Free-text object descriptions
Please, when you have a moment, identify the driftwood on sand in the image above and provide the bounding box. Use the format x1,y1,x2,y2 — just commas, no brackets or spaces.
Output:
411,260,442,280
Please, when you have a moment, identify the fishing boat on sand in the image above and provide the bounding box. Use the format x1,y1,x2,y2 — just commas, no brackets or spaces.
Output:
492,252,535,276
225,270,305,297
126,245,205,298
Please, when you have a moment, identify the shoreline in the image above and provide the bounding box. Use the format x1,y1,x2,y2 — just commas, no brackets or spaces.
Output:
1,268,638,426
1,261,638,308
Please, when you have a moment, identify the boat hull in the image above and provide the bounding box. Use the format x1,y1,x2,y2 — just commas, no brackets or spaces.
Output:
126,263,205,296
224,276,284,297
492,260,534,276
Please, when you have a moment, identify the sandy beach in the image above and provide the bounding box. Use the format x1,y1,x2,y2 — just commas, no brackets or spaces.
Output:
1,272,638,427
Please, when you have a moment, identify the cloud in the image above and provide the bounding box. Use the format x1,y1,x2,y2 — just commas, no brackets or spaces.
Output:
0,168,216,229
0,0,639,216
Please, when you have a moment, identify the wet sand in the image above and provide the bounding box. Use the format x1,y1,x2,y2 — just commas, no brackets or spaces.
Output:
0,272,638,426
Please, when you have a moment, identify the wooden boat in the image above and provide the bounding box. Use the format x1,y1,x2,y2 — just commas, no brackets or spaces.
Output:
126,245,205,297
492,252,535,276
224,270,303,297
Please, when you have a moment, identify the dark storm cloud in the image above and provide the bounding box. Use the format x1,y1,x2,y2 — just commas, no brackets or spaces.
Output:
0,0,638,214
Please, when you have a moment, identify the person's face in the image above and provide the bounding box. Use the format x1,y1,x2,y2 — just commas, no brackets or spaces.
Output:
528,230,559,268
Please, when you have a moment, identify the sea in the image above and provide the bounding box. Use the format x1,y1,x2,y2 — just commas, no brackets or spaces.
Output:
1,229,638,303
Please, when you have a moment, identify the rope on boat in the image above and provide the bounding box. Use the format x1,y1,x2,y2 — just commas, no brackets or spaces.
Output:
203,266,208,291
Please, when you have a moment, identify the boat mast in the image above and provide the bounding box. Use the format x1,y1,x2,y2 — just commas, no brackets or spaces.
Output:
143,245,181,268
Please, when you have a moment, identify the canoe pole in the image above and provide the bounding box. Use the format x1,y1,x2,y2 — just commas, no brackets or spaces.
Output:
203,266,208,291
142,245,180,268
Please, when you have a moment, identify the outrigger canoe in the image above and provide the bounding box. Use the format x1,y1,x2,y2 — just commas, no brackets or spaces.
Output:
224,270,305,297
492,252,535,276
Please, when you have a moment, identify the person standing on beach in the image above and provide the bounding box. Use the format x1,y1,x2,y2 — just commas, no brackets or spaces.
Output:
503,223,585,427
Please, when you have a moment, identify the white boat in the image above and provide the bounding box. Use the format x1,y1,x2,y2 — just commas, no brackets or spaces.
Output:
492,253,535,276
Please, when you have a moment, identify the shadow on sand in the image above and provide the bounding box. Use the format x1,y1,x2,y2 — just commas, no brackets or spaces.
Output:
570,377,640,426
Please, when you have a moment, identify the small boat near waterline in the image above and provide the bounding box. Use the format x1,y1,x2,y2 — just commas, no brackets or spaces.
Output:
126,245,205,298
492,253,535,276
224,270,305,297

Exercise aim >>
Your answer should consist of all lines above that include the string "cloud".

Output of the exercise >>
Please, when you have a moment, identify the cloud in the image above and provide the bounding box. Use the format x1,y1,x2,y2 — just commas, no brackets or spaces.
Please, when you have a moment, identify the dark storm cloud in the image above and provide the bounding box. Use the format x1,y1,x2,y2 — just commas, no brackets or spaces.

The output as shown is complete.